§ Extracted information
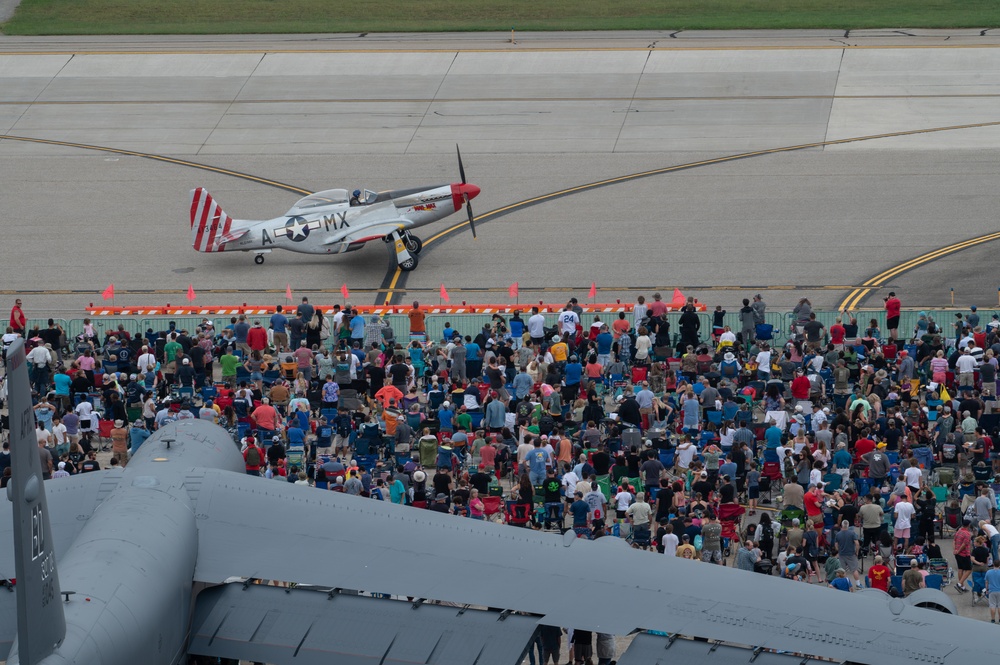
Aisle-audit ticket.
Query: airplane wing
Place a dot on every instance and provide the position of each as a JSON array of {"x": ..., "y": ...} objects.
[
  {"x": 71, "y": 503},
  {"x": 232, "y": 236},
  {"x": 339, "y": 541},
  {"x": 373, "y": 222},
  {"x": 8, "y": 619},
  {"x": 314, "y": 627}
]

§ Exercise objective
Write out every line of the records above word for word, leaving out the pictures.

§ Solution for this problem
Aisle-audit ticket.
Query: airplane wing
Place a dot on every instance and provide the position of each as a JSON array of {"x": ..., "y": ...} objects.
[
  {"x": 71, "y": 503},
  {"x": 232, "y": 236},
  {"x": 339, "y": 541},
  {"x": 373, "y": 222},
  {"x": 8, "y": 619},
  {"x": 314, "y": 627}
]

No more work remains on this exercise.